Records from a collection
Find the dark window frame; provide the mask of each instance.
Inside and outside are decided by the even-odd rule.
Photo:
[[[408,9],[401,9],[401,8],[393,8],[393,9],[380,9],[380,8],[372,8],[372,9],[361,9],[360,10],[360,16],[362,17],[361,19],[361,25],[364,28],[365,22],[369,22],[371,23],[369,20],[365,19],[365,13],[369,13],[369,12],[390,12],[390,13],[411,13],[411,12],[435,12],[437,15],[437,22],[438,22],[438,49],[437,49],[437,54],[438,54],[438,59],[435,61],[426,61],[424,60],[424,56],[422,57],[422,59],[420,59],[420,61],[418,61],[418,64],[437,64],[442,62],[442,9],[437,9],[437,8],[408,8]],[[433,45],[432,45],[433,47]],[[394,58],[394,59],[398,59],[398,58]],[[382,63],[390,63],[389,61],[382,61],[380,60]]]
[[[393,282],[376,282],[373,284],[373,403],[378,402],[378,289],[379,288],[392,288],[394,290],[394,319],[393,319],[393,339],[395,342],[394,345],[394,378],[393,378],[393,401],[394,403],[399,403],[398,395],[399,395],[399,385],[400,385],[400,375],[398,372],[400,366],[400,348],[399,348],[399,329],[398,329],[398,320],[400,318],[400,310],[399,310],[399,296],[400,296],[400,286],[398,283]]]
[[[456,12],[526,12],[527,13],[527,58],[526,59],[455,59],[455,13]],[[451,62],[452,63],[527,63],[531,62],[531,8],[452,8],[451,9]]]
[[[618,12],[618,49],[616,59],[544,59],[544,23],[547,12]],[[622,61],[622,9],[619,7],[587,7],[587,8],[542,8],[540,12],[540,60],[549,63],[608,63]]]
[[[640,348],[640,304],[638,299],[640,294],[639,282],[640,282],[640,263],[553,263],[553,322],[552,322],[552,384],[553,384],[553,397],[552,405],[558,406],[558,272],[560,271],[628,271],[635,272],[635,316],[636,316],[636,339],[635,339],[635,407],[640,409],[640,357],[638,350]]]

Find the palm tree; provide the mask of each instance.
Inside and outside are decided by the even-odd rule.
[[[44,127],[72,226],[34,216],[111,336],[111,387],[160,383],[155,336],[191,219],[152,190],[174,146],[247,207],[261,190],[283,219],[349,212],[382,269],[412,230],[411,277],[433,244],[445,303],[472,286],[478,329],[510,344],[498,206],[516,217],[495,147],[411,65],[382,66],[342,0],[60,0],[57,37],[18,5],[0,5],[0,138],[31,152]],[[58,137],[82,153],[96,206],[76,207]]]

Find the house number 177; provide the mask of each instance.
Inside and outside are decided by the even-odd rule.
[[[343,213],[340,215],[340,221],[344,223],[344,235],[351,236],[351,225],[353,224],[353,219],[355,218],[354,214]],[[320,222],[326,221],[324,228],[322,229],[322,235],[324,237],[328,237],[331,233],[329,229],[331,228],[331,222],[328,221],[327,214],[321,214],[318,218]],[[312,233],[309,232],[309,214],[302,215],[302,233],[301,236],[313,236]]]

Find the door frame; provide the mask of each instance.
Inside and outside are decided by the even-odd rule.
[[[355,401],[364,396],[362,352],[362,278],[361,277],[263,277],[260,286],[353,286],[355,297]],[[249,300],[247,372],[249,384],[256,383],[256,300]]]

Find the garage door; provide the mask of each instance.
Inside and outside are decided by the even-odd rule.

*WHAT TO WORK ON:* All lines from the one with "Find the house" through the final line above are to be quoted exactly; quote no other line.

*RESPONSE:*
Find the house number 177; provide the mask of each instance.
Inside and outside are decided by the even-odd rule.
[[[343,213],[340,215],[340,221],[344,223],[344,235],[351,236],[351,225],[353,224],[353,219],[355,218],[354,214]],[[320,222],[326,221],[324,228],[322,229],[322,235],[324,237],[328,237],[331,233],[329,229],[331,228],[331,222],[328,221],[327,214],[321,214],[318,218]],[[312,233],[309,232],[309,214],[302,215],[302,233],[301,236],[313,236]]]

Find the door frame; provide the mask of each instance.
Inside and outside are decided by the even-odd rule.
[[[355,401],[364,396],[362,352],[362,278],[361,277],[263,277],[260,286],[353,286],[355,297]],[[249,300],[247,372],[249,384],[256,383],[256,300]]]

Find the garage door; provide the mask of each instance.
Inside and outside are decided by the even-odd rule.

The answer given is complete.